What is expected:
Copy the listing from the line containing "Target: sky" through the end of the listing, requests included, and offset the answers by adding 76 to every corner coordinate in them.

Available records:
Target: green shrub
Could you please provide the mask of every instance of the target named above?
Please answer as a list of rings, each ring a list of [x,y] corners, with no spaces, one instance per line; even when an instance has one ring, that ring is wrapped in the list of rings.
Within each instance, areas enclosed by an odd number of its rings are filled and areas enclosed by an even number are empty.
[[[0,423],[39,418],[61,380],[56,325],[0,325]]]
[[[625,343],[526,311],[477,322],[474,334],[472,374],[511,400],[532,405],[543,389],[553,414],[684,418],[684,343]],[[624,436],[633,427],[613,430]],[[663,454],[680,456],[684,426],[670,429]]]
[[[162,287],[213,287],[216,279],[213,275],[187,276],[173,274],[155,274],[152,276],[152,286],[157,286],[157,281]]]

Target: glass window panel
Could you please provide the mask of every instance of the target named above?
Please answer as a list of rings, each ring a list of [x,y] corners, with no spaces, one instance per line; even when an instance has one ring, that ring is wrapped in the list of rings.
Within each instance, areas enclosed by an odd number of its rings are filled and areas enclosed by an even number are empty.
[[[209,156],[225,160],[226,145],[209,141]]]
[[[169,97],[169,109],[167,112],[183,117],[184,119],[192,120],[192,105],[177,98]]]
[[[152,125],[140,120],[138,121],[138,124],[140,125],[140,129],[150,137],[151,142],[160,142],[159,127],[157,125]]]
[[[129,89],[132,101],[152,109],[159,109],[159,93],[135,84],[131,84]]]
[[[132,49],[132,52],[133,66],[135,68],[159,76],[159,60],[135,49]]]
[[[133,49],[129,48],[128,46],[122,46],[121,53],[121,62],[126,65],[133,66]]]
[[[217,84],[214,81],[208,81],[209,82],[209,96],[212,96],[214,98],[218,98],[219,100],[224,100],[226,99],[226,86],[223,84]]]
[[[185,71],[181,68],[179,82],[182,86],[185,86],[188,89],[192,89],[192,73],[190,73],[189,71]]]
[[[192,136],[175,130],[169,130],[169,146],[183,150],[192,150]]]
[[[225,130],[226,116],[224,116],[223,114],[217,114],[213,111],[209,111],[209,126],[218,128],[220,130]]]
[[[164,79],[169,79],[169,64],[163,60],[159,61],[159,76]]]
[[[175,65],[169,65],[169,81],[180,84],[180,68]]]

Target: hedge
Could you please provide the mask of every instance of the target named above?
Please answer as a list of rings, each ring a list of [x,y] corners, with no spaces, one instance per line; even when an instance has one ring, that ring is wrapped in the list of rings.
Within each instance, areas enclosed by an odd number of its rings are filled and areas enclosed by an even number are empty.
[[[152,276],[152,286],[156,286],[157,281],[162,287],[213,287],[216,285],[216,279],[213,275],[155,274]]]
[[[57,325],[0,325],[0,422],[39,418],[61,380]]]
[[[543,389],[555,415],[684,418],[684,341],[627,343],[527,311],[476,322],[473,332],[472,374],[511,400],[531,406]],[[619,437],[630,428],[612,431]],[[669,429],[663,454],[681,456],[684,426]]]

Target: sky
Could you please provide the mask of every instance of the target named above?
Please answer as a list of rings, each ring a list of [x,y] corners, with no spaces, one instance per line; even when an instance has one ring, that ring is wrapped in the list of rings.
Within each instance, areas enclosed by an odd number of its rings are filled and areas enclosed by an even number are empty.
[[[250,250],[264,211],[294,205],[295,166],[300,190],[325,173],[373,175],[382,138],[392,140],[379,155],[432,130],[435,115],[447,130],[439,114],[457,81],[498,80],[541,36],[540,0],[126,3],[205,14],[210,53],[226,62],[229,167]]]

Written reply:
Target: sky
Could you please provide the mask of every instance of the target named above?
Please answer as a list of rings, each ring a list of [x,y] corners, with no spaces, one instance per line; even when an instance has one ring, that ring is wrapped in the list of rings.
Within each instance, areas enclosed by an odd number of its rings are filled and areas enclosed by an even number are empty.
[[[326,326],[340,287],[370,281],[371,242],[376,266],[401,249],[449,251],[458,214],[468,216],[455,231],[508,206],[511,191],[523,206],[515,190],[533,157],[574,156],[617,112],[616,76],[202,79],[281,90],[286,129],[302,138],[305,243]]]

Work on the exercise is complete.